#### [TEXT SHOWN]
Let’s start with the fundamental question: why do you make art?
I don’t feel like I chose
to make art, so as much as I feel that this is what I’m meant to do. It probably has to do with personality; some people are more suited for the logical and analytical, while others like myself I feel are more driven by emotions and passions. Being this way characteristically, art has just always felt like a very natural pursuit in my life.
So when did you first discover your passion for art?
It really started with my father. He was a calligrapher, so I started learning traditional Chinese art at a very young age. I discovered at this early age that art came pretty natural to me, that I learned and improved faster than the other kids around me.
Do you think this early training in traditional Chinese calligraphy and ink painting have had any influence on your contemporary artworks?
There definitely has been influences. Chinese calligraphy and guohua
ink paintings utilizes techniques and compositions that are a bit different than the art theories of the west. Even though my primary language is abstract art passed down from western art history, I think elements of these traditional Chinese techniques and compositions can still be seen in my works.
So would you say your father has influenced your artistic style?
Well he was the catalyst, but I wouldn’t say he’s been the most influential on my overall style. I was really more influenced by the old masters of abstract arts, like Mark Rothko for example, who I consider to be the definitive pioneer in elevating the practice of abstraction.
Do you take the inspirations for your artworks from these old masters?

#### [GOAL 1]
Can you render the collection entries starting at the line with "Please annotate the lips" and ending at the line with "<point>172,67</point>" as a Markdown table with the columns "Row" and "Line", skipping blank lines?
The interview and the entries have no connection to each other.

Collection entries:
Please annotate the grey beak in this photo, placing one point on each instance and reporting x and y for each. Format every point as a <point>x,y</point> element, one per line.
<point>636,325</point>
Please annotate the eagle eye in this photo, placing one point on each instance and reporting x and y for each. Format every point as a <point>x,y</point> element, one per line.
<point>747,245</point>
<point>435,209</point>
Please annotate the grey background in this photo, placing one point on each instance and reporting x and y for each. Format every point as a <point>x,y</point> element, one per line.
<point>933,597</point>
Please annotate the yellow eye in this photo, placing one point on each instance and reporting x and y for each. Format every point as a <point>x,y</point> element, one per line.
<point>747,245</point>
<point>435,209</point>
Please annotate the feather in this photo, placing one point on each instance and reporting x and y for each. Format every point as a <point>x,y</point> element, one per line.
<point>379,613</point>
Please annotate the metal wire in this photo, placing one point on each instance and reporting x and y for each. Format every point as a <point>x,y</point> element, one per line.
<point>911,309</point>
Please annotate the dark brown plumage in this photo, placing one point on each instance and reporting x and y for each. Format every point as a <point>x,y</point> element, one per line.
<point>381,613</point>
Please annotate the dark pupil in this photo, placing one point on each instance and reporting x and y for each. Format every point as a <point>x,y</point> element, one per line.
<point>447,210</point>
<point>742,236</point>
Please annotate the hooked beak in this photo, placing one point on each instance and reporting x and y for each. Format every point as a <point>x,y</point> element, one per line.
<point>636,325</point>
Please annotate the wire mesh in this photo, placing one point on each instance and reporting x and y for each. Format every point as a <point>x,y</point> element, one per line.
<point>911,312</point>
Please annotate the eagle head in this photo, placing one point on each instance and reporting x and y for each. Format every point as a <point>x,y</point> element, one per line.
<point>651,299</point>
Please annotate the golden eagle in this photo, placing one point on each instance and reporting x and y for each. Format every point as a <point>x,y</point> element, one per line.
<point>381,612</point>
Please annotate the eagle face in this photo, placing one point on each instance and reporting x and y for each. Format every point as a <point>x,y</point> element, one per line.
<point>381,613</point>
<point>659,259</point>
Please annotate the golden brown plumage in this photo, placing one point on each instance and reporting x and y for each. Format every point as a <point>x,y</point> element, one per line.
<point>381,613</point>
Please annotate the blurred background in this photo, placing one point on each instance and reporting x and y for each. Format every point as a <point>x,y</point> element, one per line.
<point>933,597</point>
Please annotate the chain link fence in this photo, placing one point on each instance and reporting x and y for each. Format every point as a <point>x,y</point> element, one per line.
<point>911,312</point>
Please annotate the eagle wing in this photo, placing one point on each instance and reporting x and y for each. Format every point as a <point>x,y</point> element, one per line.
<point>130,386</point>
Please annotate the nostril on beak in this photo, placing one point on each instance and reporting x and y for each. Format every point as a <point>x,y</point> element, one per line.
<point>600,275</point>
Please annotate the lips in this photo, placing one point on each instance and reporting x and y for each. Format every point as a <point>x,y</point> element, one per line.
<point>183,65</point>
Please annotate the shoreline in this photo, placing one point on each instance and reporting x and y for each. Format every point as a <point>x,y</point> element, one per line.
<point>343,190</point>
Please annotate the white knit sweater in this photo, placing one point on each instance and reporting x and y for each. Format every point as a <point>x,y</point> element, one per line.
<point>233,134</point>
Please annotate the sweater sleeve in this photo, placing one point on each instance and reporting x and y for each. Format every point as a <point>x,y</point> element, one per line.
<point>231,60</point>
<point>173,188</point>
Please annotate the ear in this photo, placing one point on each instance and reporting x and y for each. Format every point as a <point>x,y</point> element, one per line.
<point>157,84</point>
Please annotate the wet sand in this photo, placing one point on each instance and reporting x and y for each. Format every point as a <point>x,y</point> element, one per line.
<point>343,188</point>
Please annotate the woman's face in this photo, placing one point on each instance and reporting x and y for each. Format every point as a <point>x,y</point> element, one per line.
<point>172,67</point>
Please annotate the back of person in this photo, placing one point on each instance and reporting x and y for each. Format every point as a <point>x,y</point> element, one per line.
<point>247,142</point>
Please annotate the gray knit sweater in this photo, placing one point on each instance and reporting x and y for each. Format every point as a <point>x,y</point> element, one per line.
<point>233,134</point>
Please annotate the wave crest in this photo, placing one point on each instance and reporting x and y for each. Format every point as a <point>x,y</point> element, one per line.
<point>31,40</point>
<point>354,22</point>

#### [GOAL 2]
Could you carry the interview about making art forward from its final line?

#### [WRITTEN REPLY 1]
| Row | Line |
|---|---|
| 1 | Please annotate the lips in this photo, placing one point on each instance and reporting x and y for each. Format every point as a <point>x,y</point> element, one per line. |
| 2 | <point>183,65</point> |
| 3 | Please annotate the shoreline in this photo, placing one point on each instance and reporting x and y for each. Format every point as a <point>x,y</point> element, one per line. |
| 4 | <point>343,190</point> |
| 5 | Please annotate the white knit sweater in this photo, placing one point on each instance and reporting x and y for each. Format every point as a <point>x,y</point> element, one per line. |
| 6 | <point>233,134</point> |
| 7 | Please annotate the sweater sleeve in this photo, placing one point on each instance and reporting x and y for each. Format every point as a <point>x,y</point> element, one per line. |
| 8 | <point>231,60</point> |
| 9 | <point>173,188</point> |
| 10 | Please annotate the ear in this photo, placing one point on each instance and reporting x and y for each. Format every point as a <point>x,y</point> element, one per line. |
| 11 | <point>157,84</point> |
| 12 | Please annotate the wet sand in this photo, placing one point on each instance and reporting x and y for each. Format every point as a <point>x,y</point> element, one per line. |
| 13 | <point>343,188</point> |
| 14 | Please annotate the woman's face in this photo, placing one point on each instance and reporting x and y for each. Format every point as a <point>x,y</point> element, one per line. |
| 15 | <point>172,67</point> |

#### [WRITTEN REPLY 2]
Indirectly I do; to me the most important inspiration comes back to what I was saying earlier about emotions and passions. I am interested in exploring the relationship between the visible — color, composition, geometry — and the internal. My main pursuit in making art has always been a pursuit of self-discovery. I’m actually quite curious myself as to why I feel the need to paint the subject matters that I do, or to paint them in the ways that I do, and it is oftentimes through the process of painting that I discover the answers.
Can you talk a bit more about your process, how you make your artwork?
Most oftentimes I paint right before I go to sleep. I’ve had insomnia for much of my life actually, and my mind tends to wander in the moments that I try to get myself to sleep. I usually keep a pencil and pad on my nightstand, because I’ve found that the kinds of imagery that comes to my mind when I close my eyes at night is quite ephemeral. These kinds of imagery almost never comes to me during the day — in terms of the colors, lines, compositions and such — perhaps because they can only manifest themselves when my mind feels free to wander.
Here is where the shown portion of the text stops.